'''
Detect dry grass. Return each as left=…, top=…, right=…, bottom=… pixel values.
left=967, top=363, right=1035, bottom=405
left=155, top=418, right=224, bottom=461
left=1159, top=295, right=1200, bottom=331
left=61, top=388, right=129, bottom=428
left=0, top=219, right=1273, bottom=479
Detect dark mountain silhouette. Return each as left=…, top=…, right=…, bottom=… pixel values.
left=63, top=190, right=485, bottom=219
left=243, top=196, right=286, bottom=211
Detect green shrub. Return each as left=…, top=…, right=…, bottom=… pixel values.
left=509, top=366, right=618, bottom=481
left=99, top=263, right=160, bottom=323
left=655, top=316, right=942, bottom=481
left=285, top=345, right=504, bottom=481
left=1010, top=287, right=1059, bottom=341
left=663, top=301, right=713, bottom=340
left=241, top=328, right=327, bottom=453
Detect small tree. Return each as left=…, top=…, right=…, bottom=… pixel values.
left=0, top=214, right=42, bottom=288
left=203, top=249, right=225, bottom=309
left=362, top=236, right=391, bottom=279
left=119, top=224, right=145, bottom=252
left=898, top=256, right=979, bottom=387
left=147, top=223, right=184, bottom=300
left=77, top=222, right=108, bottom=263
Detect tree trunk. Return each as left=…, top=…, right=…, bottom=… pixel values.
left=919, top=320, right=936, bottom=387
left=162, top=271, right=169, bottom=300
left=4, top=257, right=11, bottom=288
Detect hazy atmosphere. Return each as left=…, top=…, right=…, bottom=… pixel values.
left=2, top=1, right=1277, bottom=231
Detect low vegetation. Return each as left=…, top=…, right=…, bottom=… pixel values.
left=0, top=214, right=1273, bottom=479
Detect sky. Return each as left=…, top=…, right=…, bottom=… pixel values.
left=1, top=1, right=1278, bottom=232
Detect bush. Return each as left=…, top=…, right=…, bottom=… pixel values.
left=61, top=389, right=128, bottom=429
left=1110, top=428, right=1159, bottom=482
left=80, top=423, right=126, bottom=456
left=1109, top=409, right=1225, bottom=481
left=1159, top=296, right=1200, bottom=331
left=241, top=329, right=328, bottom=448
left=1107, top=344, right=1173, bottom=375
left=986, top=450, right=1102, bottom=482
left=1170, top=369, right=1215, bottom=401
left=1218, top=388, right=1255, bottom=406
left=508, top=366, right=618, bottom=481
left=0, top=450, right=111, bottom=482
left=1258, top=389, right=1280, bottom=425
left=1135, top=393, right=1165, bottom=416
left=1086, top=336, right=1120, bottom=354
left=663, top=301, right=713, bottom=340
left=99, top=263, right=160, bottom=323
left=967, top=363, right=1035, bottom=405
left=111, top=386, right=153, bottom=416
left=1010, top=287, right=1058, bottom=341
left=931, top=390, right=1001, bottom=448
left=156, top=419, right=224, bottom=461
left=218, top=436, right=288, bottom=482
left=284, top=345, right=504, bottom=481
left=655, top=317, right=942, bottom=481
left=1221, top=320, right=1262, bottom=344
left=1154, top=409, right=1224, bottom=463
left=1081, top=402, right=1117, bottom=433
'''
▶ Task goal:
Go through the entries and repeat each one exactly.

▶ Answer to this exercise:
Detect dry grass. Return each as left=…, top=…, right=…, bottom=… pixel values.
left=967, top=363, right=1035, bottom=405
left=155, top=418, right=224, bottom=461
left=1159, top=295, right=1200, bottom=331
left=61, top=388, right=129, bottom=428
left=0, top=219, right=1273, bottom=479
Detect dark mountain silhouette. Return each as left=…, top=…, right=…, bottom=… pixel values.
left=63, top=190, right=485, bottom=219
left=243, top=196, right=286, bottom=211
Detect green shrub. Return each as left=…, top=…, right=…, bottom=… pixel values.
left=509, top=366, right=618, bottom=481
left=99, top=263, right=160, bottom=323
left=655, top=316, right=942, bottom=481
left=285, top=345, right=504, bottom=481
left=1010, top=287, right=1059, bottom=341
left=663, top=301, right=713, bottom=340
left=241, top=328, right=327, bottom=453
Detect small tree. Return each as left=…, top=…, right=…, bottom=… pixel values.
left=0, top=214, right=42, bottom=288
left=203, top=249, right=225, bottom=309
left=362, top=236, right=391, bottom=279
left=119, top=224, right=145, bottom=252
left=898, top=256, right=979, bottom=387
left=147, top=223, right=184, bottom=300
left=77, top=222, right=108, bottom=263
Detect tree trunk. Return each as left=…, top=…, right=…, bottom=… pixel values.
left=919, top=320, right=936, bottom=387
left=162, top=271, right=169, bottom=300
left=4, top=257, right=11, bottom=288
Detect hazy atmosphere. Return each as left=…, top=…, right=…, bottom=… pixel values.
left=2, top=1, right=1277, bottom=231
Detect low vegetation. Return each as left=…, top=…, right=…, bottom=… pixel values.
left=0, top=214, right=1273, bottom=479
Detect sky. Return each as left=…, top=…, right=…, bottom=… pixel values.
left=1, top=1, right=1278, bottom=232
Detect bush. Return each as left=…, top=…, right=…, bottom=… pixel values.
left=61, top=389, right=128, bottom=429
left=1110, top=428, right=1159, bottom=482
left=80, top=423, right=126, bottom=456
left=1109, top=409, right=1225, bottom=481
left=1159, top=296, right=1200, bottom=331
left=241, top=329, right=328, bottom=448
left=1107, top=344, right=1173, bottom=375
left=986, top=450, right=1102, bottom=482
left=1170, top=369, right=1215, bottom=401
left=1218, top=388, right=1255, bottom=406
left=508, top=366, right=618, bottom=481
left=0, top=450, right=111, bottom=482
left=1258, top=389, right=1280, bottom=425
left=1135, top=393, right=1165, bottom=416
left=1086, top=336, right=1120, bottom=354
left=663, top=301, right=713, bottom=340
left=99, top=263, right=160, bottom=323
left=967, top=363, right=1035, bottom=405
left=111, top=386, right=153, bottom=416
left=1010, top=287, right=1058, bottom=341
left=931, top=390, right=1001, bottom=448
left=156, top=419, right=224, bottom=461
left=218, top=436, right=288, bottom=482
left=284, top=345, right=504, bottom=481
left=655, top=317, right=942, bottom=481
left=1221, top=320, right=1262, bottom=344
left=1154, top=409, right=1224, bottom=463
left=1081, top=402, right=1117, bottom=433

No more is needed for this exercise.